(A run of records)
* BEGIN *

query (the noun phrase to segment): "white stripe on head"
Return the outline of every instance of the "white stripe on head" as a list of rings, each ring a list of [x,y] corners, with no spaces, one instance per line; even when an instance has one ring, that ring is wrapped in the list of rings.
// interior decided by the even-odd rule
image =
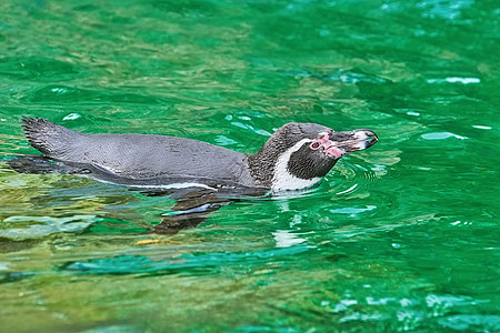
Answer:
[[[290,173],[290,171],[288,171],[288,162],[290,161],[291,154],[298,151],[304,143],[310,143],[313,140],[311,139],[302,139],[286,150],[284,153],[278,158],[274,165],[274,174],[272,176],[271,189],[273,191],[306,189],[312,186],[321,180],[320,176],[313,179],[301,179],[294,176]]]

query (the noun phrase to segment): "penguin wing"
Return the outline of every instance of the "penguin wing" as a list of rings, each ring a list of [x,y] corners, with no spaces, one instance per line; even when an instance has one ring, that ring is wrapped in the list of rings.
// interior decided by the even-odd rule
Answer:
[[[58,161],[91,164],[127,178],[242,180],[243,185],[252,185],[246,154],[207,142],[153,134],[87,134],[44,119],[21,121],[31,145]]]

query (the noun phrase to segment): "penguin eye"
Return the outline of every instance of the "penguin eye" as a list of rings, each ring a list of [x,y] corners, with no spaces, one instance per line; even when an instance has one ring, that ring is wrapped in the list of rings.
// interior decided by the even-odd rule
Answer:
[[[319,142],[312,142],[310,147],[311,147],[311,149],[317,150],[320,147],[320,144],[319,144]]]

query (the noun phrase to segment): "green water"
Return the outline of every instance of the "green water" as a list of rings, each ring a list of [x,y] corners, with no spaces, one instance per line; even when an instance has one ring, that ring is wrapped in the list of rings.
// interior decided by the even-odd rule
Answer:
[[[234,202],[174,235],[142,233],[164,196],[2,168],[0,331],[500,332],[499,14],[1,1],[0,159],[36,152],[21,115],[249,153],[289,121],[380,141],[311,193]]]

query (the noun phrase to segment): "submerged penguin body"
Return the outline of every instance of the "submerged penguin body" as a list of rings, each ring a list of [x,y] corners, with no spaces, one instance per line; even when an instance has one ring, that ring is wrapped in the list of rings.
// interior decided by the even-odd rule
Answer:
[[[319,182],[342,155],[377,142],[370,130],[334,132],[288,123],[259,152],[247,155],[186,138],[88,134],[40,118],[21,121],[28,141],[46,157],[40,159],[46,170],[66,167],[67,173],[138,188],[299,190]]]

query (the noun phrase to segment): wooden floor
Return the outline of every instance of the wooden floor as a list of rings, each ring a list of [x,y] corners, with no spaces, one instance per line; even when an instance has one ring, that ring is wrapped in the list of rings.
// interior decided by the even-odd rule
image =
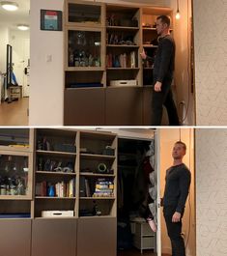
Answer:
[[[0,126],[28,126],[28,98],[0,104]]]
[[[151,250],[144,250],[143,254],[140,253],[138,249],[129,249],[129,250],[119,250],[117,256],[156,256],[156,253],[154,253]],[[169,254],[161,254],[161,256],[171,256]]]
[[[156,256],[156,253],[154,253],[151,250],[144,250],[143,254],[140,253],[139,249],[129,249],[129,250],[119,250],[117,256]]]

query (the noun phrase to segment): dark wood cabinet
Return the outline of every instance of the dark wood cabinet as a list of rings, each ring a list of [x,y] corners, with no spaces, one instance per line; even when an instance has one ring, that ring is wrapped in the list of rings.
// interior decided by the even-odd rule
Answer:
[[[66,90],[64,125],[104,125],[104,98],[103,88]]]
[[[31,221],[31,219],[0,219],[1,256],[30,256]]]
[[[152,91],[153,88],[143,89],[143,125],[151,126],[152,123]]]
[[[77,236],[77,256],[117,255],[115,217],[79,218]]]
[[[107,88],[105,120],[107,126],[142,126],[141,88]]]
[[[76,219],[33,220],[32,256],[75,256],[75,251]]]

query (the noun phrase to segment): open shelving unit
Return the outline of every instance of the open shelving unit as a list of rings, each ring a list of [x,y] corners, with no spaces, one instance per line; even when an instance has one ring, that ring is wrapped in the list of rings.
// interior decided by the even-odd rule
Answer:
[[[140,52],[154,56],[155,20],[172,10],[65,0],[64,14],[64,125],[150,125],[152,65]]]
[[[114,256],[116,201],[116,134],[73,128],[0,129],[4,255],[40,256],[48,251],[49,256],[84,256],[93,250],[95,255],[104,251]],[[71,214],[66,215],[68,211]],[[14,241],[18,244],[12,246]]]

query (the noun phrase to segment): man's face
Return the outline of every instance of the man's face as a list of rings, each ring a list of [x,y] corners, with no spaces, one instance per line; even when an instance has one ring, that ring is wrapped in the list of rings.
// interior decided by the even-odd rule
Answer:
[[[156,19],[156,32],[158,36],[161,36],[167,25],[162,23],[161,18]]]
[[[185,155],[184,146],[180,143],[176,143],[173,148],[172,156],[174,159],[182,159]]]

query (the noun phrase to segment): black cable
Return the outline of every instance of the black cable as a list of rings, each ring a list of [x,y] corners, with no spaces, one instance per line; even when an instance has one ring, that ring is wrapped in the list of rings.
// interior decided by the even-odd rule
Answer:
[[[189,170],[191,168],[190,165],[190,161],[191,161],[191,157],[190,157],[190,148],[191,148],[191,128],[189,129]],[[189,237],[190,237],[190,223],[191,223],[191,202],[190,202],[190,191],[189,191],[189,195],[188,195],[188,205],[189,205],[189,227],[188,227],[188,232],[187,232],[187,238],[186,238],[186,242],[185,242],[185,248],[188,245],[188,242],[189,242]]]
[[[188,37],[188,16],[189,16],[189,9],[188,9],[188,0],[187,0],[187,77],[188,77],[188,83],[187,83],[187,106],[186,106],[186,113],[185,113],[185,116],[183,117],[183,121],[182,123],[184,123],[187,117],[187,114],[188,114],[188,110],[189,110],[189,104],[190,104],[190,85],[189,85],[189,77],[190,77],[190,71],[189,71],[189,69],[190,69],[190,46],[189,46],[189,37]],[[191,35],[190,35],[191,37]],[[180,103],[181,104],[181,103]],[[180,105],[179,104],[179,105]]]

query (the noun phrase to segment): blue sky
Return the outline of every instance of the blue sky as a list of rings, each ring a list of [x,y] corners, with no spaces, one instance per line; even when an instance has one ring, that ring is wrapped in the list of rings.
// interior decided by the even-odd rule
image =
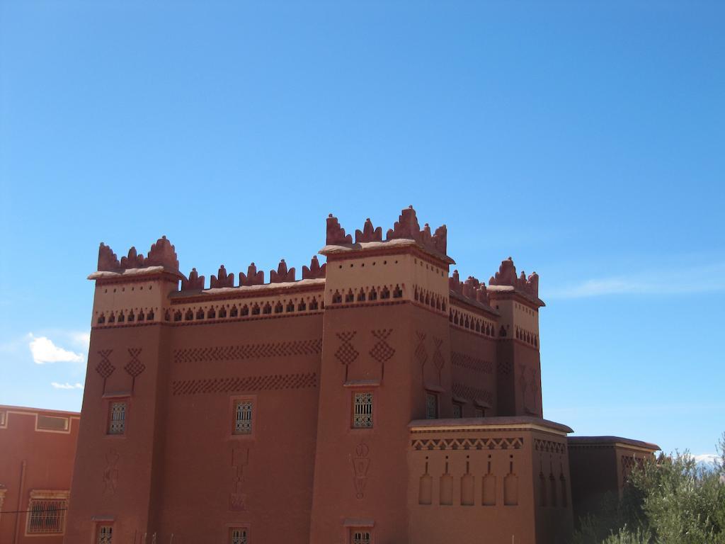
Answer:
[[[299,270],[328,213],[386,228],[413,204],[447,224],[462,276],[509,255],[540,275],[546,416],[713,453],[724,19],[715,1],[0,3],[0,403],[80,409],[101,241],[145,254],[166,234],[207,278]]]

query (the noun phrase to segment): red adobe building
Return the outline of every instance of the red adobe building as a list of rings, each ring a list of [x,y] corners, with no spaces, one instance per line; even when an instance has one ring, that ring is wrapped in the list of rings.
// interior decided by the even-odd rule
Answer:
[[[165,238],[102,244],[65,542],[566,542],[539,278],[509,258],[461,281],[446,237],[412,207],[384,237],[331,215],[301,279],[283,260],[208,287]]]
[[[0,543],[61,544],[80,414],[0,405]]]

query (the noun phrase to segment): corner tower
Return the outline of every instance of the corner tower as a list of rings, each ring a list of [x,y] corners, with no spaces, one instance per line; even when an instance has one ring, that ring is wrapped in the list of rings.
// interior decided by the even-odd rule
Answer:
[[[407,541],[407,425],[452,415],[445,226],[410,207],[385,238],[327,220],[310,542]]]

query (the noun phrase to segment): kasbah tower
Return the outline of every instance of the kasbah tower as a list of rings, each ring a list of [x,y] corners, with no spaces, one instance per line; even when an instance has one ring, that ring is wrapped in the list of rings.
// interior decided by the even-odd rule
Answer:
[[[208,288],[101,244],[65,543],[559,544],[657,449],[543,419],[536,273],[460,281],[412,207],[326,234]]]

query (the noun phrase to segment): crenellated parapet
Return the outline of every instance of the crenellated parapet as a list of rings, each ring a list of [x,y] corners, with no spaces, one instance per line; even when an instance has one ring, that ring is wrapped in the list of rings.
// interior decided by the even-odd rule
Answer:
[[[478,278],[469,276],[465,281],[460,281],[457,270],[453,271],[452,276],[448,279],[448,287],[454,293],[461,297],[475,300],[481,304],[490,305],[486,284],[479,281]]]
[[[270,271],[270,283],[281,284],[285,281],[294,281],[294,267],[287,270],[287,263],[282,259],[277,265],[277,270]]]
[[[231,274],[228,274],[226,268],[224,268],[224,265],[219,267],[219,271],[217,275],[215,276],[212,274],[212,279],[209,282],[209,287],[210,289],[219,289],[220,287],[234,287],[234,273],[232,272]]]
[[[491,276],[489,284],[510,286],[536,299],[539,298],[539,275],[534,272],[527,278],[526,273],[522,271],[521,275],[517,277],[516,267],[510,257],[501,261],[499,271]]]
[[[144,255],[137,253],[136,247],[132,247],[125,257],[122,257],[119,261],[116,254],[110,247],[103,242],[98,250],[99,272],[120,273],[132,268],[146,268],[152,266],[162,266],[165,270],[178,273],[179,261],[176,256],[176,250],[166,236],[162,236],[151,246],[149,255]]]
[[[257,265],[252,263],[246,268],[246,273],[239,273],[239,287],[251,285],[262,285],[265,283],[265,273],[261,270],[257,271]]]
[[[324,278],[326,272],[327,263],[320,266],[320,261],[318,260],[317,255],[315,255],[312,257],[312,260],[310,261],[309,268],[307,266],[302,267],[302,279],[318,279],[320,278]]]
[[[413,240],[434,253],[445,255],[447,236],[445,225],[439,226],[434,233],[431,233],[428,223],[420,228],[415,210],[413,206],[409,206],[401,212],[393,228],[388,229],[385,240],[386,242],[399,239]],[[359,229],[355,231],[355,244],[382,242],[382,228],[374,227],[369,218],[365,221],[362,231]],[[326,244],[331,246],[352,244],[352,237],[345,234],[345,229],[340,226],[337,218],[331,213],[327,218]]]
[[[191,268],[188,279],[181,279],[182,291],[197,291],[204,289],[204,276],[199,276],[196,268]]]

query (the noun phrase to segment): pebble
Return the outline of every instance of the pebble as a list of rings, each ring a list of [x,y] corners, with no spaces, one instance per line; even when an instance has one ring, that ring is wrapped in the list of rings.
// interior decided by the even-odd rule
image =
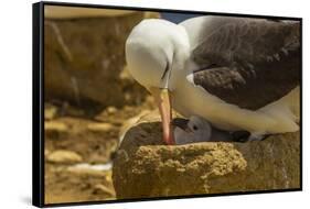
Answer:
[[[82,156],[73,151],[57,150],[46,157],[50,163],[74,164],[83,161]]]

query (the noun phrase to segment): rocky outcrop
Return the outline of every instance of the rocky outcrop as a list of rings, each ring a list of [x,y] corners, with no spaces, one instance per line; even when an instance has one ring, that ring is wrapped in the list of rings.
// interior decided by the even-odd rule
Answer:
[[[51,19],[64,12],[47,10],[44,20],[45,99],[87,107],[141,103],[147,92],[126,76],[125,42],[142,19],[159,14],[127,12],[103,16],[104,10],[99,10],[100,15],[93,12],[94,16],[90,15],[93,10],[90,13],[84,10],[66,11],[66,14],[74,14],[68,19]]]
[[[116,154],[118,199],[300,187],[300,133],[264,141],[163,145],[159,122],[127,131]]]

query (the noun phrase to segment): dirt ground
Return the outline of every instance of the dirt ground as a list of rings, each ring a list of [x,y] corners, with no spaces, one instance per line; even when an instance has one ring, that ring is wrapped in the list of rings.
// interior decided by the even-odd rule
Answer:
[[[120,135],[135,117],[152,109],[151,98],[96,114],[45,102],[45,204],[115,199],[111,165]]]

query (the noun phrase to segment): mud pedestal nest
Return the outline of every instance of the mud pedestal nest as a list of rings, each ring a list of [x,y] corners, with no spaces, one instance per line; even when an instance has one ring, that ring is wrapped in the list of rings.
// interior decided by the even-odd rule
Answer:
[[[118,199],[300,187],[300,133],[264,141],[163,145],[159,122],[128,130],[116,154]]]

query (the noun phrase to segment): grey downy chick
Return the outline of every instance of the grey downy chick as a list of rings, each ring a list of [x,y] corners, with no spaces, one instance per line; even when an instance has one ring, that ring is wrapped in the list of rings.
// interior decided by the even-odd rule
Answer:
[[[197,142],[232,142],[247,139],[249,133],[245,131],[229,132],[216,129],[209,121],[193,116],[190,120],[174,119],[175,144],[189,144]]]

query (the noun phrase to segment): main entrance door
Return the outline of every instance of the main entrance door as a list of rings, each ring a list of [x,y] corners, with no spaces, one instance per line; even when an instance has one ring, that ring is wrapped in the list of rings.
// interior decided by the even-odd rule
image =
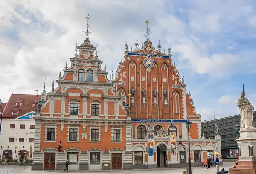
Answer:
[[[44,153],[44,169],[55,169],[55,153]]]
[[[122,169],[122,154],[112,154],[112,169]]]

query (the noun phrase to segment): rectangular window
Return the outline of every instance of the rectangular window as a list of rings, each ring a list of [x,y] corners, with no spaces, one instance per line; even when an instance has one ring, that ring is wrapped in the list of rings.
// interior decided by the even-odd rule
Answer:
[[[70,129],[69,141],[77,141],[77,129]]]
[[[72,164],[78,164],[78,153],[68,152],[67,159]]]
[[[92,129],[91,141],[99,141],[99,129]]]
[[[14,142],[14,138],[9,138],[9,142]]]
[[[15,129],[15,124],[10,124],[10,129]]]
[[[29,142],[34,142],[34,140],[33,138],[29,138]]]
[[[70,104],[70,115],[77,115],[78,113],[78,104]]]
[[[120,141],[120,130],[113,129],[113,141]]]
[[[195,162],[201,162],[200,151],[194,151],[194,160]]]
[[[20,138],[19,139],[19,142],[24,142],[24,138]]]
[[[47,140],[55,140],[55,128],[47,128],[46,136]]]
[[[134,160],[135,164],[143,164],[143,152],[134,152]]]
[[[90,153],[90,164],[100,164],[100,153],[91,152]]]
[[[20,129],[25,129],[25,125],[20,125]]]
[[[92,116],[99,116],[99,105],[92,104]]]

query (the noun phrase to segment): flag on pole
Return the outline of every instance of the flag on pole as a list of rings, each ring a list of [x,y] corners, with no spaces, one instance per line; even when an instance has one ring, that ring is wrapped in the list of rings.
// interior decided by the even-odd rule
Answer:
[[[59,144],[59,147],[58,148],[58,151],[59,152],[61,152],[62,150],[62,146],[61,146],[61,141],[60,142],[60,144]]]
[[[179,142],[179,145],[181,145],[182,146],[182,147],[184,149],[184,150],[186,151],[186,148],[185,148],[185,146],[184,146],[184,145],[183,144],[182,142],[181,142],[181,141],[180,141],[180,141]]]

* END *

Problem to work on -> Transcribe, without alteration, every line of the listing from the line containing "query (the noun phrase to segment): flag" through the final line of the listing.

Exercise answer ->
query (the noun phrase to segment): flag on pole
Return the outline of every instance of the flag on pole as a list of rings, each ring a list of [x,y] corners, with no spaces, one instance per line; even when an instance has one ring, that ring is wrapped in the list of rings.
// interior decided by the even-odd rule
Answer:
[[[59,144],[59,147],[58,148],[58,151],[59,152],[61,152],[62,150],[62,146],[61,146],[61,141],[60,142],[60,144]]]
[[[179,142],[179,145],[181,145],[182,146],[182,147],[184,149],[184,150],[186,151],[186,148],[185,148],[185,146],[184,146],[184,145],[183,144],[182,142],[181,142],[181,141],[180,141],[180,141]]]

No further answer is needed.